WHAT IS BEING ASKED: Render the material again word for word, skipping the pictures in it.

TASK INPUT:
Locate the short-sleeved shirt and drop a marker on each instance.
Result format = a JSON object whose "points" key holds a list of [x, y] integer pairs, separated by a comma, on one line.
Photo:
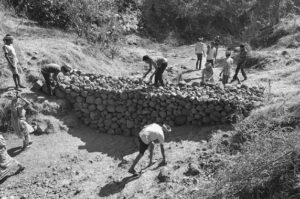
{"points": [[217, 41], [199, 48], [211, 53], [243, 56], [227, 67], [51, 68], [160, 60], [151, 133]]}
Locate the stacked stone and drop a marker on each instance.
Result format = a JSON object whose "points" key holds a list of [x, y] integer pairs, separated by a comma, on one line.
{"points": [[124, 105]]}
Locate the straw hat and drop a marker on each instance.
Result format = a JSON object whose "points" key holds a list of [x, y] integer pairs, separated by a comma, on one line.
{"points": [[166, 128], [8, 37]]}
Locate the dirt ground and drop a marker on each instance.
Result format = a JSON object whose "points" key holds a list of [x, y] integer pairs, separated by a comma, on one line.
{"points": [[78, 162]]}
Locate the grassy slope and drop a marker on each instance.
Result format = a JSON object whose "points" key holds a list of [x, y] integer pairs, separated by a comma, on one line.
{"points": [[80, 163]]}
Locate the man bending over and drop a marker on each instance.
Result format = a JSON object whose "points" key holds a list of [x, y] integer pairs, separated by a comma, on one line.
{"points": [[150, 134]]}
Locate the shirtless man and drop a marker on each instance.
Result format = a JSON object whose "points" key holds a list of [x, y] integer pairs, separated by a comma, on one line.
{"points": [[160, 64], [147, 137], [53, 70], [12, 60]]}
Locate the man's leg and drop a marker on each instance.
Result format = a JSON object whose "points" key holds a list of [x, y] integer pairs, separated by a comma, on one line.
{"points": [[237, 70], [200, 60], [197, 62], [48, 83], [157, 75], [151, 149], [142, 148], [18, 78], [244, 73], [163, 68], [136, 160], [15, 77]]}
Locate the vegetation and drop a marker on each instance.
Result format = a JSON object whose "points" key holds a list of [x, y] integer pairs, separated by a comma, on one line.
{"points": [[265, 155]]}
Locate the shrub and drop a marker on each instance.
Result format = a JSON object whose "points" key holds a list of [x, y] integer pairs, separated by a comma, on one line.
{"points": [[266, 162]]}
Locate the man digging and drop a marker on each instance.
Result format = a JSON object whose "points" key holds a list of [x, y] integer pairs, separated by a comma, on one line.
{"points": [[53, 70], [147, 136], [160, 64]]}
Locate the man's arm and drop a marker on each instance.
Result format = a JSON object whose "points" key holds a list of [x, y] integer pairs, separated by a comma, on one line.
{"points": [[7, 58]]}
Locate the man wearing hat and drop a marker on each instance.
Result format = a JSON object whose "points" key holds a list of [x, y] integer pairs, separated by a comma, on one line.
{"points": [[53, 70], [147, 136], [200, 52], [11, 57]]}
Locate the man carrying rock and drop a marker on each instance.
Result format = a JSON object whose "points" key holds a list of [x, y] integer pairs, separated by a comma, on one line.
{"points": [[160, 64], [18, 120], [241, 64], [150, 134], [53, 70]]}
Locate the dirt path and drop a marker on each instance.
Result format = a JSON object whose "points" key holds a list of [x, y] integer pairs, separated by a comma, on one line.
{"points": [[82, 163]]}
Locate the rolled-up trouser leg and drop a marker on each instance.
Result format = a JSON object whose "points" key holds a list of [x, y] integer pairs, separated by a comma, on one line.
{"points": [[47, 81]]}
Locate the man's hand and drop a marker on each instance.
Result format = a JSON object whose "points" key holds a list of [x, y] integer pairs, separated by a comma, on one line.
{"points": [[162, 163], [150, 164]]}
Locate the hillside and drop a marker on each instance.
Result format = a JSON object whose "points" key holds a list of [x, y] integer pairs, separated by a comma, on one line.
{"points": [[249, 159]]}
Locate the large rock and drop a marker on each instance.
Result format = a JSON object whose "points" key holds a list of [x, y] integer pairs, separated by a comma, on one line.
{"points": [[164, 175]]}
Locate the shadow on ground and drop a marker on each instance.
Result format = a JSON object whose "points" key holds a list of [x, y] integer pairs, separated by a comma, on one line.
{"points": [[13, 152], [116, 187], [118, 146]]}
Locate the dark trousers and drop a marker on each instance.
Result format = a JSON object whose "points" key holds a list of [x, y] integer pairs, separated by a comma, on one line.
{"points": [[158, 74], [211, 61], [199, 61], [48, 82], [240, 66]]}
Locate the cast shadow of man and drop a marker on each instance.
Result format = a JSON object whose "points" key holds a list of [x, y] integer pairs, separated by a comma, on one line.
{"points": [[116, 186], [13, 152]]}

TASK SOLUTION:
Locate the short-sleeved shirt and drop a marker on each instance.
Result format = a JSON object whose "points" key holds a list of [x, y] integer pairs, separated by a comma, on one line.
Photo:
{"points": [[217, 41], [199, 48], [211, 53], [243, 56], [227, 67], [51, 68], [160, 60], [151, 133]]}
Locate the stacked stone and drop a marker on each instance.
Result format = a JSON object whose "points" key holds a list of [x, y] integer pairs, separated by a comma, on one line.
{"points": [[124, 105]]}
Locate the straw hat and drop a marker on each instance.
Result format = a JSON object whose "points" key holds a list of [x, y] integer pairs, separated by a comma, on one line.
{"points": [[166, 128], [8, 37]]}
Locate the dirt ground and drop a marker on each instance.
Result format = a JSON object whose "points" key holds a list of [x, y] integer pairs, separated by a comma, on one line.
{"points": [[78, 162]]}
Locate the grassy slope and drop a marker on each instance.
Result format = a JSON object whose "points" key holds a list of [x, y] integer pairs, separated by a comma, on one line.
{"points": [[80, 163]]}
Locate the man bending over and drop a marker on each instance.
Result format = a JSON object whose "points" key holds a list of [x, y] integer pairs, separated by a comma, on one line.
{"points": [[150, 134]]}
Locate the shirtless man and drop a marker on each instance.
Result format = a JSON object whose "points" key holds a list of [x, y] integer pairs, separated by a comma, on one line.
{"points": [[160, 64], [147, 137], [53, 70], [12, 60]]}
Locate the man's leg and drop a marker on each instance.
Result format = a JSON object whose "points" key holds a list of [x, y] integer pairs, separated by a comma, on one line.
{"points": [[237, 70], [200, 60], [197, 62], [48, 83], [157, 75], [151, 149], [142, 148], [18, 78], [244, 73], [163, 68], [136, 160], [15, 77]]}
Locate the vegetation and drop a marker on each instance.
Result format = a JSON object whose "points" key holds a list of [x, y] integer pairs, separated by a comma, on one line.
{"points": [[265, 155]]}
Locate the shrub and drop a marker on each instance.
Result format = a JSON object whose "points" key holds a list of [x, y] integer pairs, separated by a comma, on one line.
{"points": [[266, 162]]}
Locate the man digging and drop a marker on each instance.
Result format = a JSON object whose "points" key holds a list of [x, y] integer pairs, separated by a comma, on one line.
{"points": [[53, 70], [147, 136], [160, 64]]}
Locate the man's arm and drop a marker on each instance.
Result format = a JSON object whose "points" key holds a list of [x, y] integer pairs, separated by a comma, on one line.
{"points": [[7, 58]]}
Locate the man wearing hat and drop a marker on each instance.
Result format = a JSON object whose "points" key holds a list of [x, y] integer pairs, separated by a comma, on one line.
{"points": [[53, 70], [147, 136], [200, 52], [11, 57]]}
Locate the man carrying rock and drop a marker on each instance.
Result format = a JSON object whose "points" key holds a list of [x, y] integer pairs, separated by a comma, on one line.
{"points": [[160, 64], [18, 120], [241, 64], [150, 134], [53, 70]]}
Locate the dirt path and drop a marker on each instance.
Result format = a JSON object whose "points" key holds a list of [x, y] integer pairs, separated by a comma, on one line.
{"points": [[82, 163]]}
Locate the rolled-up trouser leg and drop a marker on each instance.
Result format = a JSON object whose "points" key holds a list of [x, y] integer pairs, separated by a comma, on one line.
{"points": [[47, 81]]}
Locate the man's hand and drop a marker on each instance.
Result format = a JSON object whose "points" key holds a list of [x, y] integer pairs, separated by a comma, on one line.
{"points": [[162, 163], [150, 164]]}
Locate the hillside and drop a marker on each instance.
Result format = a JSON object whose "points" key holds a list of [x, y] integer pairs, separated by a comma, on one line.
{"points": [[249, 159]]}
Locate the large rock and drop a marker on each instance.
Result format = a JSON object whose "points" key holds a list of [x, y] integer pairs, separated by a comma, on one line.
{"points": [[164, 175]]}
Locate the shadow on ground and drop a marker on each instance.
Result format = a JSON object whose "points" key holds a list of [x, y] integer pairs, separated by a comma, on one line.
{"points": [[13, 152], [116, 187], [118, 146]]}
Locate the dark trousers and drop a marker on each instance.
Result format = a JSON object whose "points" key holds a list of [x, y] integer pairs, separated by a comma, on one line.
{"points": [[158, 74], [211, 61], [199, 61], [48, 82], [240, 66]]}
Locate the cast shadow of man and drop a marker on each instance.
Result format = a JSON object whose "points" key holds a list of [x, y] integer pairs, separated by a comma, on one line.
{"points": [[116, 186], [13, 152]]}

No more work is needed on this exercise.